(Source text Opens)

Everybody knows vegetables are good for your health, but it may be surprising just how powerful some of them really are: vegetables that are high in antioxidants are believed to be helpful in preventing cancer and heart disease. According to the National Cancer Institute, antioxidants protect cells from damage by rogue molecules, or free radicals, thus reducing the risk of cancers associated with cell damage. While most vegetables contain some antioxidants, there are a few that really stand out.
Tomatoes contain lycopene, which is an antioxidant from the carotenoid family. Lycopene is believed to reduce the risk of breast, prostate, pancreas and colorectal cancer. Tomatoes are also a good source of vitamin C, another antioxidant. A report released by the Linus Pauling Institute of Oregon State University said vitamin C may enhance the effectiveness of other antioxidants such as vitamin A. Cooked tomatoes actually provide more antioxidants than raw ones, because the heating process releases more lycopene. Thus, tomato sauce, paste and juice are especially healthy choices. (While tomatoes are technically a fruit, most people consider them a vegetable.)

(Source text Closes)

> What is expected
Can you rewrite the stretch from "Everybody knows vegetables" through "really stand out." in the passage on vegetables and antioxidants, renaming "free radicals" as "unstable molecules"? Rely on nothing but the passage on vegetables and antioxidants.

(Given data Opens)

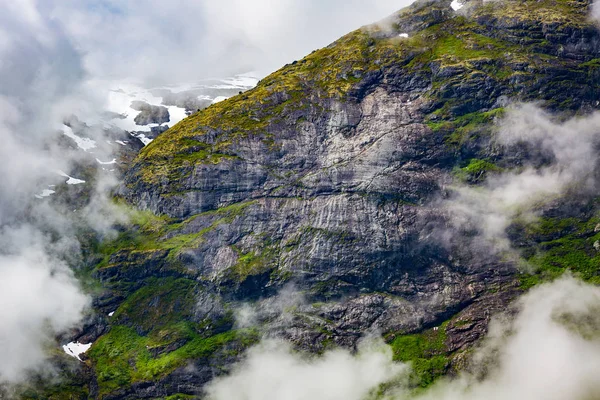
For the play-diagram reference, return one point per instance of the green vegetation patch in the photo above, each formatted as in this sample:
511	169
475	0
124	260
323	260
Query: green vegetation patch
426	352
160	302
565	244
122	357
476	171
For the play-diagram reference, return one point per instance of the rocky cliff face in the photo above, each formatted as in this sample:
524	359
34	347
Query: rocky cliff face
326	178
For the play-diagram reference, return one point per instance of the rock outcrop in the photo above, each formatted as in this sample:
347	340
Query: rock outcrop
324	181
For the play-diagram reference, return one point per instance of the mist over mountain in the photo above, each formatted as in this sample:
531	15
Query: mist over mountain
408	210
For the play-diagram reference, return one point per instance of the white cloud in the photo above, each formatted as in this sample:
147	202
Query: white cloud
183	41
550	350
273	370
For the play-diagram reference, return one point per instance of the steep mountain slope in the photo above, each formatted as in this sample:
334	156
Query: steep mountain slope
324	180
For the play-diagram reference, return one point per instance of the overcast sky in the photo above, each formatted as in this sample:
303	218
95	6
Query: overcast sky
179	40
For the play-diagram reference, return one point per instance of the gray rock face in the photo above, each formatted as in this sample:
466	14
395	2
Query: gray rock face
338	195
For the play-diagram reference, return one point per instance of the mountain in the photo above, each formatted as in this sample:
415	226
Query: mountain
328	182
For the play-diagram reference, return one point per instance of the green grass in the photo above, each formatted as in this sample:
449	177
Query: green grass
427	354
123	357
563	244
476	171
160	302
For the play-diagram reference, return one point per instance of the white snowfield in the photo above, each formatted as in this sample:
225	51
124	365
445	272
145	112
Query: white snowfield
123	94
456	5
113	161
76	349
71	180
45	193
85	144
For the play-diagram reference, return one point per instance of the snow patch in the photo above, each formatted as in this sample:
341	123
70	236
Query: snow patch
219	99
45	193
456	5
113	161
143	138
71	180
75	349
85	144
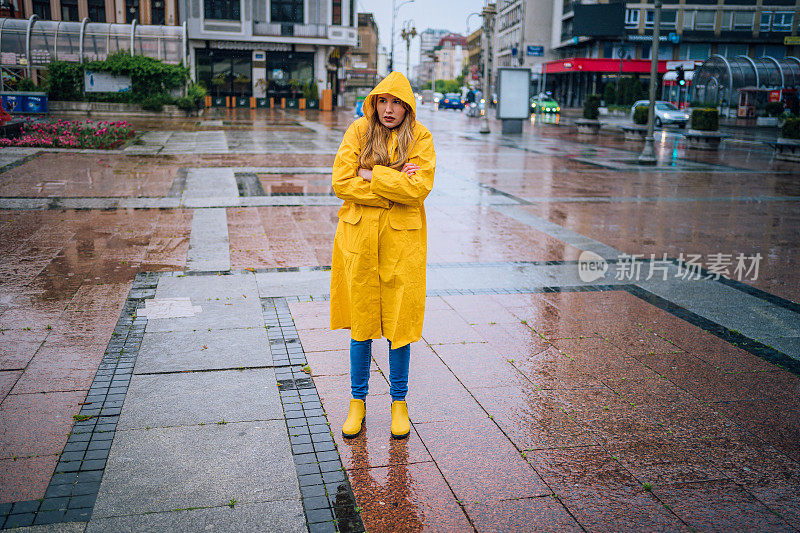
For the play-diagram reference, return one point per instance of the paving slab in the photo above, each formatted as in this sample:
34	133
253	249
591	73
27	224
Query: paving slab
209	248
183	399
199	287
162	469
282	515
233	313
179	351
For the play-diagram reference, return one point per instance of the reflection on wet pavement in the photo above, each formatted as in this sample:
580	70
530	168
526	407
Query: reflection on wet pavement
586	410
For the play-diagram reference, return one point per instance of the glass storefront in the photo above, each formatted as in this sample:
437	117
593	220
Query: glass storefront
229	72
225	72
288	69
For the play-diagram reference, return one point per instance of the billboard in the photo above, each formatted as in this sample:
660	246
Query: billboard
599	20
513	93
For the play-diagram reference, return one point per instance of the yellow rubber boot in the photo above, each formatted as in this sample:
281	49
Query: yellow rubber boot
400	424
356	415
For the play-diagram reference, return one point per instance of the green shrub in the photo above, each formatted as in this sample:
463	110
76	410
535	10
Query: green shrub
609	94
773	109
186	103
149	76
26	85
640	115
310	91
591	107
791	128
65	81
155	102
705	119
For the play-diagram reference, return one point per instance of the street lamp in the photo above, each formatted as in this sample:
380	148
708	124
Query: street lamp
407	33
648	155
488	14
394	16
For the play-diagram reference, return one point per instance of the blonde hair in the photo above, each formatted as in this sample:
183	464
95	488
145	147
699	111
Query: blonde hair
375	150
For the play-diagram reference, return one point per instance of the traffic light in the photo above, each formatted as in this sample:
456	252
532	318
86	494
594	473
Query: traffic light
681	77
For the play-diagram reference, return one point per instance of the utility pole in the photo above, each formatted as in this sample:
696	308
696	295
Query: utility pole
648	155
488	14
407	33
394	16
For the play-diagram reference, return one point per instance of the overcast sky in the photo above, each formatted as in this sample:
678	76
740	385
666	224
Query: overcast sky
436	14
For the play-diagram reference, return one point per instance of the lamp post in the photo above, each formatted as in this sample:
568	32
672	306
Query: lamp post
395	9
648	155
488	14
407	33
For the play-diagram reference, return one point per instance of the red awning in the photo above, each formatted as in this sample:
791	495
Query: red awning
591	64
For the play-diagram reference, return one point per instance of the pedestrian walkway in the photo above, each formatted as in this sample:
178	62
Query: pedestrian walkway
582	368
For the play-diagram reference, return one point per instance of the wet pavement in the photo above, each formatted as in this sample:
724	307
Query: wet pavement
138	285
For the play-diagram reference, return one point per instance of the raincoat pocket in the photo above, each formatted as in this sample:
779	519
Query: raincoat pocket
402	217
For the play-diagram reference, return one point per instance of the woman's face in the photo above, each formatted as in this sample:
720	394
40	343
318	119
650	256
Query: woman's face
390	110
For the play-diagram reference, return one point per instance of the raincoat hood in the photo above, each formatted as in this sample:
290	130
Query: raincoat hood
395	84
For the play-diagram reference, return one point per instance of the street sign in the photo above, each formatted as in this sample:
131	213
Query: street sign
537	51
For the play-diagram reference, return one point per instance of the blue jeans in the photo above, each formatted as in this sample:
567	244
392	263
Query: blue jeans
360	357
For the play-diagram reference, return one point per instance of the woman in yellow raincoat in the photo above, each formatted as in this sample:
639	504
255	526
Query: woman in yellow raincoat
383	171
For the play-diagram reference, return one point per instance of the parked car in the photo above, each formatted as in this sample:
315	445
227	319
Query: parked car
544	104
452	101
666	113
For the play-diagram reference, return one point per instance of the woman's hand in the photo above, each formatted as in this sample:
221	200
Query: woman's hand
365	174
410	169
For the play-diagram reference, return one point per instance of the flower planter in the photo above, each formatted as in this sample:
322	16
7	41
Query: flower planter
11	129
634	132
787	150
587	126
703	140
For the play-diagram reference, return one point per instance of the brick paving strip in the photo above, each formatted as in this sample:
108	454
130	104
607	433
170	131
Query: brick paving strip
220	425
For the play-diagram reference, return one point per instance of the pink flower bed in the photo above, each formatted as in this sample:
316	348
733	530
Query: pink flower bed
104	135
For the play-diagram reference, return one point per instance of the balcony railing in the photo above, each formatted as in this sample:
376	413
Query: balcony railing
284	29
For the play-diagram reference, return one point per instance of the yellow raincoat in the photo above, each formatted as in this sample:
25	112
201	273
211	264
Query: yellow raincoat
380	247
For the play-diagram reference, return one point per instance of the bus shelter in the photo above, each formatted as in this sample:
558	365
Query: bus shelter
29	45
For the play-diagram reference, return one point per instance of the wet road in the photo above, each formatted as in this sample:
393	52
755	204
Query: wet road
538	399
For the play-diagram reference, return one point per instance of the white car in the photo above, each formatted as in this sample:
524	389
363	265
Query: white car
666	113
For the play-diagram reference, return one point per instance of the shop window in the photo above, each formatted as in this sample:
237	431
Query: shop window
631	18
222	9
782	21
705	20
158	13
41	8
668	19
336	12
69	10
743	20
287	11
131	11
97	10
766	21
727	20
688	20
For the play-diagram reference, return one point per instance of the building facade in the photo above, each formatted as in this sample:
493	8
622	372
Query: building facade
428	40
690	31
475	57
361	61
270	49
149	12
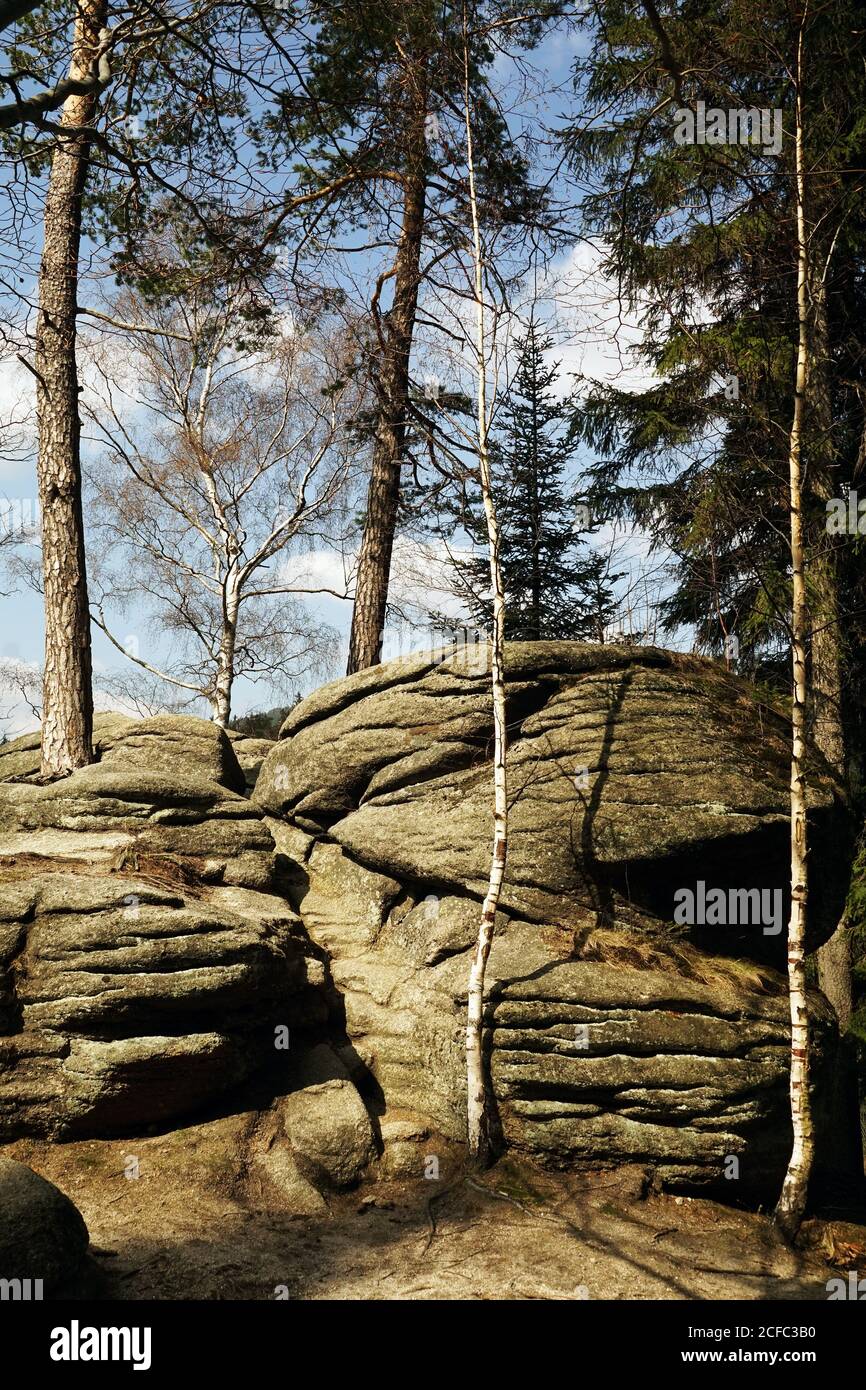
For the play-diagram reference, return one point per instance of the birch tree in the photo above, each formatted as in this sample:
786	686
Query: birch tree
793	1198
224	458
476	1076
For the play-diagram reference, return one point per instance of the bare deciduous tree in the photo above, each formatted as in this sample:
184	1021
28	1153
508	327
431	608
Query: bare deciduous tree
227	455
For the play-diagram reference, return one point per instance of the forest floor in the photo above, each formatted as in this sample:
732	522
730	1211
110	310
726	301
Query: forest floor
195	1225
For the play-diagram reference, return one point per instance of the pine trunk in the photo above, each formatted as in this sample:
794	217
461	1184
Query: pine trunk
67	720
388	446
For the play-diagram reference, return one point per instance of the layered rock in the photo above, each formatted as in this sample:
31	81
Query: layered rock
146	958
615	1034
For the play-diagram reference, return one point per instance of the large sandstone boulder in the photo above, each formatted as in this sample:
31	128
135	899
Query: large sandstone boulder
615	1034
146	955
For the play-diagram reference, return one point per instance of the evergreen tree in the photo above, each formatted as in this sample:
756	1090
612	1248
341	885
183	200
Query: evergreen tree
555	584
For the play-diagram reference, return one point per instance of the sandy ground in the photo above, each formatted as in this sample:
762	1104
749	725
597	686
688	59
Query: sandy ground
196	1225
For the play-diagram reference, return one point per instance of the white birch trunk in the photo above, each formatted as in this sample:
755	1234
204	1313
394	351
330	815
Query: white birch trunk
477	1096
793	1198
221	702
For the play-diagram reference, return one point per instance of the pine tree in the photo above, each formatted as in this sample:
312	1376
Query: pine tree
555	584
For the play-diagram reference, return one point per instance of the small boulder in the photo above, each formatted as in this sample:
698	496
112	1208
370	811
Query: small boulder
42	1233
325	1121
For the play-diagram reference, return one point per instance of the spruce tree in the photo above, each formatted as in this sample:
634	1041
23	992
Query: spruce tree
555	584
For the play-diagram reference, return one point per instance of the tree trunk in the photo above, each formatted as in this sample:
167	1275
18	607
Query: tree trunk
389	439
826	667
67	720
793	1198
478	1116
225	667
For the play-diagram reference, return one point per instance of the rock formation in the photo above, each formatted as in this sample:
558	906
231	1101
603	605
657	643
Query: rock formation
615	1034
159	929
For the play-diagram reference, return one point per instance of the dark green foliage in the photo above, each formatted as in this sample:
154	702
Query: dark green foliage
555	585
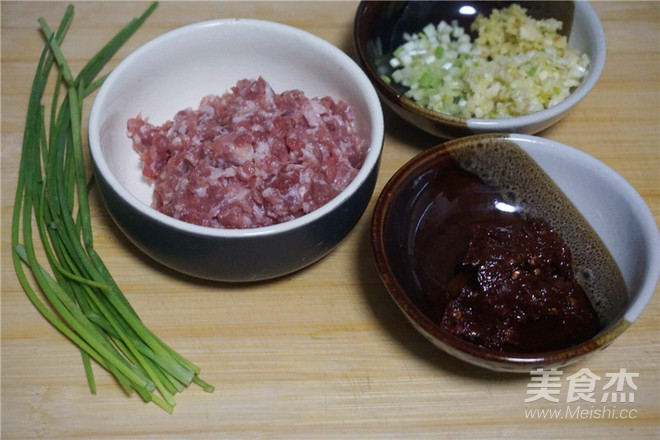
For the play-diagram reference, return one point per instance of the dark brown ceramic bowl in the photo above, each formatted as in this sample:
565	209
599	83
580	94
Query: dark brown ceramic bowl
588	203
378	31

(Given data Closes)

> Written answer
Everybody knows vegetables are good for your health, but it may be surprising just how powerful some of them really are: vegetables that are high in antioxidants are believed to be helpful in preventing cancer and heart disease. According to the National Cancer Institute, antioxidants protect cells from damage by rogue molecules, or unstable molecules, thus reducing the risk of cancers associated with cell damage. While most vegetables contain some antioxidants, there are a few that really stand out.